SET TASK 1:
According to the Jira comment, which file configures the protocol implementations that the latest patch selects?

READING PASSAGE:

>> Start

[ 
https://issues.apache.org/jira/browse/NUTCH-2678?page=com.atlassian.jira.plugin.system.issuetabpanels:comment-tabpanel&focusedCommentId=16718708#comment-16718708
 ] 

Sebastian Nagel edited comment on NUTCH-2678 at 12/12/18 10:04 AM:
-------------------------------------------------------------------

Hi [~markus17], I've successfully tested the latest patch. It works: the 
protocol implementations are selected as configured in the 
host-protocol-mapping.txt.

Two important points to consider:
 # ??if no mapping is defined the method findExtension() is called just once, 
as it currently also is.??
 Looks like it is now called for every URL without a host mapping. Before it is 
called only when a protocol ([http://|http://issues.apache.org/], https://, 
[ftp://|ftp://issues.apache.org/]) is seen the first time, the result is kept 
in the objectCache using the key "{{Protocol.X_POINT_ID + protocolName}}".
 # one substantial problem: we need a way to explicitly define the default 
protocol plugin (as fall-back if no explicit host mapping exists)

>> End

SET TASK 2:
Please echo the stretch of the listing from the line containing "Note: one point per instance of the gold" through the end of the listing, with both ends included and the pictures left out.

RECORDED DATA:
>> Start

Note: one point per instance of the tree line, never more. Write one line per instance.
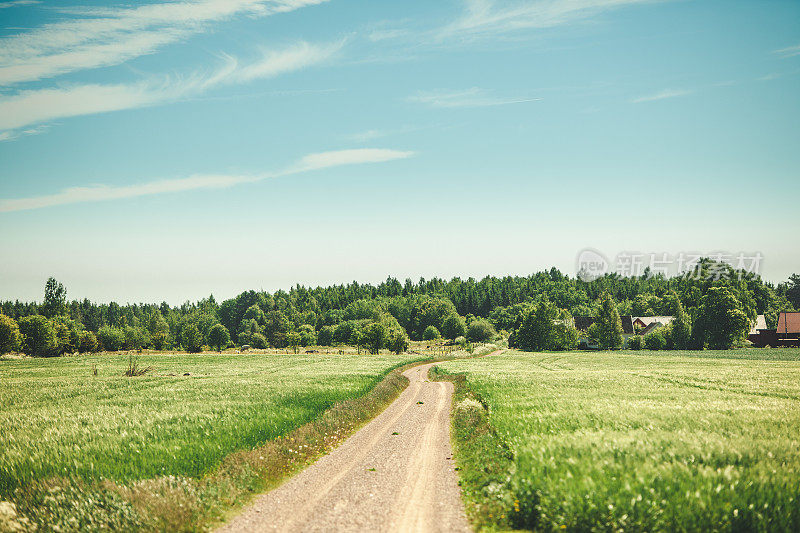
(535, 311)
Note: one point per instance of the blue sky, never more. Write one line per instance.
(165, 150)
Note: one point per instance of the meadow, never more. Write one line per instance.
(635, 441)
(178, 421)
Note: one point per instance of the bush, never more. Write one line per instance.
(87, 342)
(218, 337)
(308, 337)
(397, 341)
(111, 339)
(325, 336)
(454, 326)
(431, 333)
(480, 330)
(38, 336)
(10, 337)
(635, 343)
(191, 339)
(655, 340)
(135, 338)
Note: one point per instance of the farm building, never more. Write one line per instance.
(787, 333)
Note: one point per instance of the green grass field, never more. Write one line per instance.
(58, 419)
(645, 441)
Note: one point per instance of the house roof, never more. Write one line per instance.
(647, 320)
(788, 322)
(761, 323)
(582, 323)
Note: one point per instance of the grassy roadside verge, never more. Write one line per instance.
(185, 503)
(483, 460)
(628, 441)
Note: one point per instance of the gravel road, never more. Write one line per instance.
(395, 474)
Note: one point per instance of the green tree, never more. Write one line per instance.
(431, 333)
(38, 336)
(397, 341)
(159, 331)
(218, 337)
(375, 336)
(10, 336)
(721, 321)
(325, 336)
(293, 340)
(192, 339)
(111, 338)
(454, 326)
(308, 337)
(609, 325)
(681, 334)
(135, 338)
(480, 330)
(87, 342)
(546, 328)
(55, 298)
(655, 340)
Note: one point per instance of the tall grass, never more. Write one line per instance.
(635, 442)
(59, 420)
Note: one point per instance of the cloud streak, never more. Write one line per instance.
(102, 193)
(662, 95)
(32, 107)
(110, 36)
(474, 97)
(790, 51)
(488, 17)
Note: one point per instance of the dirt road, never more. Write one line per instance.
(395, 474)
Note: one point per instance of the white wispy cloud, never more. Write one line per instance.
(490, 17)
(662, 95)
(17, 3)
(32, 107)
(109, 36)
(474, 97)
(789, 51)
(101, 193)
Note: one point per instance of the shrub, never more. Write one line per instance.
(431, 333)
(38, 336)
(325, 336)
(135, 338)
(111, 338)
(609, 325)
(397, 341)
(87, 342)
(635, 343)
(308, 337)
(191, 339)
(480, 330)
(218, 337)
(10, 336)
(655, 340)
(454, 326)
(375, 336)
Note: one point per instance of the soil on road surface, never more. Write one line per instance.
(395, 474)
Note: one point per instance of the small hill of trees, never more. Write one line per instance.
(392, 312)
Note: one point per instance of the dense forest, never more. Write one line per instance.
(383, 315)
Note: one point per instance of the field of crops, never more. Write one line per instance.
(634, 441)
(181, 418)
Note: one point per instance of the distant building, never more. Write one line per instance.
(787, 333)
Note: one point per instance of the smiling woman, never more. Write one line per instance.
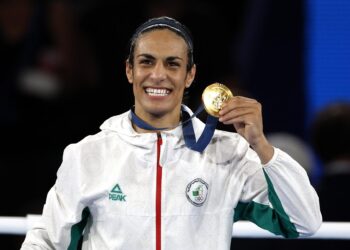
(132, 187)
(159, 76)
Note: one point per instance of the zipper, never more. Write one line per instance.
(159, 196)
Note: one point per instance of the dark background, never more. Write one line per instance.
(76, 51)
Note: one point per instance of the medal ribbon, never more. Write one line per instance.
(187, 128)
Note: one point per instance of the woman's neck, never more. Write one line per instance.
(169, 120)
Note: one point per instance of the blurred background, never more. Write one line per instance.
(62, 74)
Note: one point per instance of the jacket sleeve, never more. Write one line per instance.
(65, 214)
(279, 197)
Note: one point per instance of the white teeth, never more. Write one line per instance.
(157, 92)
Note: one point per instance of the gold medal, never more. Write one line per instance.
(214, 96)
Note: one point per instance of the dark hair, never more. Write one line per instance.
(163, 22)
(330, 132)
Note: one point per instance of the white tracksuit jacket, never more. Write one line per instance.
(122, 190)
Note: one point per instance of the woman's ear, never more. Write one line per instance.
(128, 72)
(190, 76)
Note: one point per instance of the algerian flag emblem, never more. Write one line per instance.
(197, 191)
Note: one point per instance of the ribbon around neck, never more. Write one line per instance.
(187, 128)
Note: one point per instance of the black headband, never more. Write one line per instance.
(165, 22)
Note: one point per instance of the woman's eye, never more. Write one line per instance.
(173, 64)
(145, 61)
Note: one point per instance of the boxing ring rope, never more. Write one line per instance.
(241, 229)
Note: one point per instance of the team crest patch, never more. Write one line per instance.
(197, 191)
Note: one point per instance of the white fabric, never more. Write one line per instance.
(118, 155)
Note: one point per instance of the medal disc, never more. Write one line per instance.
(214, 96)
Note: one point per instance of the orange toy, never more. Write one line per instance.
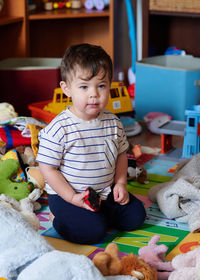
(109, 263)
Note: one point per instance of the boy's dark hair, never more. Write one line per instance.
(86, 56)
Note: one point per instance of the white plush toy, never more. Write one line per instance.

>> End

CORRECT RESULT 1:
host-protocol-mapping.txt

CORRECT RESULT 2:
Note: one point per instance of the gold medal, never more. Write one line per instance.
(214, 96)
Note: one point per instance of the dark hair, never more. Write one line per instance.
(163, 22)
(330, 132)
Note: one point per instance of the white tracksuit jacket, never more. Write one line per instance.
(122, 190)
Note: one point per instance of the woman's ear, never more. Write one line per instance.
(128, 72)
(190, 76)
Note: one point per instance of the algerian flag emblem, never more. Write one line per instance.
(197, 191)
Note: one point per instance of the ribbon around neck, never more. Write one line per instance.
(187, 128)
Note: one point per instance of the black headband, never more. Write one line per instance.
(165, 22)
Note: one point per instance of the woman's eye, never more. Write one line per instance.
(173, 64)
(145, 61)
Note: one point per instance of the boxing ring rope, never more. Write one line per instance.
(241, 229)
Note: one point per instance of the team crest patch, never more. Write one line per instance.
(197, 191)
Note: one point per instance of the white fabric, never more. Write one line per instance.
(118, 155)
Note: one point per instance of the medal disc, never more. Write one line per instance.
(214, 96)
Note: one point per instance of the orange toy, never more. Write one line per instance.
(109, 263)
Note: one point per instance of the boy's dark hair, never more. Write one line per instance.
(86, 56)
Note: one point per instance of the white plush toy, never more. Write one line per instance.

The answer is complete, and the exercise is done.